__RECORDS TO PROCESS__.
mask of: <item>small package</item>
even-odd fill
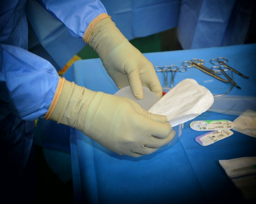
[[[190,128],[196,131],[228,130],[233,128],[234,126],[234,123],[227,120],[197,121],[190,124]]]
[[[208,146],[232,135],[231,130],[213,131],[196,138],[196,141],[202,146]]]

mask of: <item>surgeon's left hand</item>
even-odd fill
[[[96,23],[93,21],[90,25],[94,27],[89,26],[84,40],[98,53],[118,88],[129,85],[135,98],[141,99],[143,86],[160,98],[162,87],[152,63],[130,43],[109,17]]]

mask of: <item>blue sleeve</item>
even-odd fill
[[[59,83],[47,60],[14,46],[0,44],[0,100],[17,117],[33,121],[47,112]]]
[[[107,13],[99,0],[37,0],[52,16],[62,22],[69,33],[82,38],[90,23]]]

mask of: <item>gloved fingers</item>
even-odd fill
[[[153,65],[144,56],[142,60],[144,65],[140,70],[140,75],[142,86],[148,87],[151,91],[161,98],[163,89]]]
[[[160,139],[152,136],[151,142],[145,144],[144,146],[148,148],[158,149],[161,147],[170,142],[174,137],[175,135],[176,132],[172,130],[168,136],[164,139]]]
[[[137,99],[142,99],[143,98],[143,92],[139,69],[134,69],[127,74],[133,95]]]
[[[138,158],[143,156],[144,154],[138,153],[136,152],[131,152],[129,154],[126,154],[127,156],[129,156],[130,157],[132,157]]]
[[[160,122],[140,113],[138,114],[137,118],[140,129],[147,131],[149,136],[154,135],[164,139],[168,136],[171,130],[171,126],[169,122]]]
[[[136,103],[136,105],[137,105],[138,104]],[[138,112],[145,116],[148,117],[150,118],[151,118],[155,121],[163,123],[167,121],[167,116],[166,115],[158,115],[151,113],[143,109],[139,105],[138,105],[137,108],[136,109],[136,110]]]

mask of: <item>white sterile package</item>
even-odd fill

__GOAL__. Give again the lines from the one holding "mask of: <item>white sterile package</item>" through the last line, inclusive, with "sterile" swapped for "sealed" and nothing else changed.

__ANSWER FOR THE TASK__.
mask of: <item>white sealed package</item>
even-odd fill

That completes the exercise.